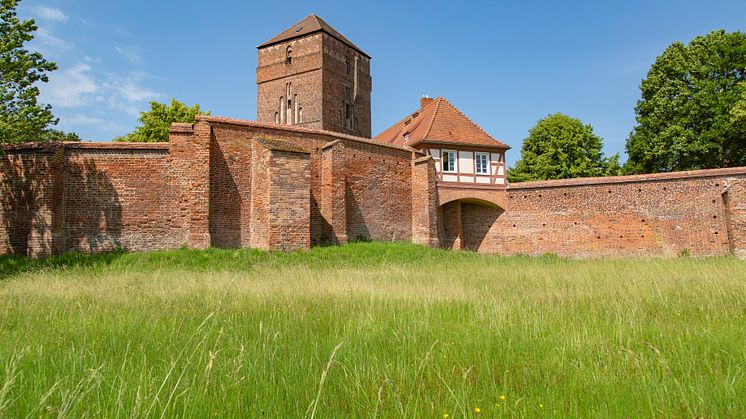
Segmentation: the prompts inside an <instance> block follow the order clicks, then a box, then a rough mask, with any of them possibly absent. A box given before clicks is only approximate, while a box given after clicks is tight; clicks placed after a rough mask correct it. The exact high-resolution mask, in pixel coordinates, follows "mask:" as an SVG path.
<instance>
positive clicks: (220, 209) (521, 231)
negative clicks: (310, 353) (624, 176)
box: [0, 15, 746, 257]
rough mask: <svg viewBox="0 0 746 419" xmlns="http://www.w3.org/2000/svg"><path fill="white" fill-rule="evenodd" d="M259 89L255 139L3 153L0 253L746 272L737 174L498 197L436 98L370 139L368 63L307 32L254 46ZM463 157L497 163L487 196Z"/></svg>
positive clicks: (579, 183) (491, 140)
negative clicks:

The task: Which lines of the material above contain the string "path", with case counting? Report each such line in full.

Completed task:
Segmentation: the prompts inside an <instance> block follow the order clicks, then a box, then a rough mask, with any of them possibly absent. A box given before clicks is only approximate, while a box given after clicks is tight; clicks placed after a rough mask correct it. The exact high-resolution mask, in pixel coordinates, follows "mask:" as an SVG path.
rough mask: <svg viewBox="0 0 746 419" xmlns="http://www.w3.org/2000/svg"><path fill="white" fill-rule="evenodd" d="M259 89L255 139L3 153L0 253L746 272L737 174L498 197L436 98L370 139L368 63L307 32L254 46ZM463 157L497 163L487 196Z"/></svg>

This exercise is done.